◆ Kutipan Teks ◆
Oleh: Ferdian Andi
TATANAN normal baru (new normal) di tengah pandemi Covid-19 belakangan menjadi diskursus yang banyak dibicarakan oleh pemerintah baik di tingkat pusat maupun di pemerintah daerah.
Saat ini, mulai dirumuskan skema tatanan normal baru di tengah wabah Covid-19 untuk sejumlah sektor seperrti ekonomi, pendidikan, termasuk di bidang keagamaan.
Gagasan tatanan normal baru ini sebagai respons terhadap perkembangan terkini atas pandemi Covid-19 ini yang dalam kenyataannya belum ditemukan vaksin.
Di sisi lain, data resmi dari Gugus Tugas Covid-19, di sejumlah daerah menunjukkan tren kurva yang menurun. Tatanan normal baru diharapkan dapat memantik perekonomian yang selama dua bulan lebih ini terganggu imbas Covid-19.

◆ Isi Kumpulan Data ◆

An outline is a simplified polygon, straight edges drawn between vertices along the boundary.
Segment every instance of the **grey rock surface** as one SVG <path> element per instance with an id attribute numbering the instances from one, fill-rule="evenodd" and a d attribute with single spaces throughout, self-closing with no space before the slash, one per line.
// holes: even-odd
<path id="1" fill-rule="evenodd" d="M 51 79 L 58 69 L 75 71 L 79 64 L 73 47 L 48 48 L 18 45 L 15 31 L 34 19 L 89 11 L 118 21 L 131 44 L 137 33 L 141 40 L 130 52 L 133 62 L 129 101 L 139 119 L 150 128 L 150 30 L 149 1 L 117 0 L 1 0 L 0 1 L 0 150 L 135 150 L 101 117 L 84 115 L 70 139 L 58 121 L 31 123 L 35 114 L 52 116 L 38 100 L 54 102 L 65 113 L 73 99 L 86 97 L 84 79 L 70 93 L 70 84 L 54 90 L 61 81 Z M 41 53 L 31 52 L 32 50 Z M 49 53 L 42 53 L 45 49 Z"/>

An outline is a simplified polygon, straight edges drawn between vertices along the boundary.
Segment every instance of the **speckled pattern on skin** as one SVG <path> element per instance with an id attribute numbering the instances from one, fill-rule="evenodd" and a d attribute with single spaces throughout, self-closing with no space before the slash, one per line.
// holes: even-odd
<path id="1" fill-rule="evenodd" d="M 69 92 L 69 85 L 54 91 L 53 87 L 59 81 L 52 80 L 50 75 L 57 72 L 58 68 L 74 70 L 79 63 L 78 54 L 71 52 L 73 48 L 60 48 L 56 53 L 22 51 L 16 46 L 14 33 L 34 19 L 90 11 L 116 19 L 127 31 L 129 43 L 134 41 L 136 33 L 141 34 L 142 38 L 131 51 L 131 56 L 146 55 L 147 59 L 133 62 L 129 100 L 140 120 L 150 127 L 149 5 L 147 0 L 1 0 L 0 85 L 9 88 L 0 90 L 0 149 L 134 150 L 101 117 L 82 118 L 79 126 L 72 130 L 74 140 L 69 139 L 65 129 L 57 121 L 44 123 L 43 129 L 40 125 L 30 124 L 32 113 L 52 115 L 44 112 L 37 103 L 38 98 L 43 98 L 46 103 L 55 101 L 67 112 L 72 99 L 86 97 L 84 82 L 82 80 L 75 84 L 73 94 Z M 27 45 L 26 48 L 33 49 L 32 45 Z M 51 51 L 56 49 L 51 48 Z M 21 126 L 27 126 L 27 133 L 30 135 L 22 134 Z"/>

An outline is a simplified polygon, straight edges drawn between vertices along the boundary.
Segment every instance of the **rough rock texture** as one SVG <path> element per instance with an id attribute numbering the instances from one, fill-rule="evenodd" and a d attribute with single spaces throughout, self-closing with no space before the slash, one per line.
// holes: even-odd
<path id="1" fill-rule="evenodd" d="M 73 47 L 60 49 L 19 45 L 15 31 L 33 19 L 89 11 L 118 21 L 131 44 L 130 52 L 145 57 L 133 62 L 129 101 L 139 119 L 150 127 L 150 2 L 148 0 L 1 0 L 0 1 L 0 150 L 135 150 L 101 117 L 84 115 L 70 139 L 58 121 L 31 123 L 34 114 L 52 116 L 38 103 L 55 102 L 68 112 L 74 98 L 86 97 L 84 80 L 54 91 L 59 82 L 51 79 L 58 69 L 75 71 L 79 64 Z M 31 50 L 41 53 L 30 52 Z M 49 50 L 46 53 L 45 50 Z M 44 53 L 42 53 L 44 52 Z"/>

◆ Tugas ◆
Jawab pertanyaan berikut berdasarkan kutipan tentang tatanan normal baru.
(a) Untuk sektor apa saja skema tatanan normal baru mulai dirumuskan?
(b) Menurut data resmi Gugus Tugas Covid-19, bagaimana tren kurva di sejumlah daerah?
(c) Sudah berapa lama perekonomian terganggu imbas Covid-19?

◆ Jawaban yang Diharapkan ◆
(a) Ekonomi, pendidikan, dan bidang keagamaan.
(b) Menurun.
(c) Dua bulan lebih.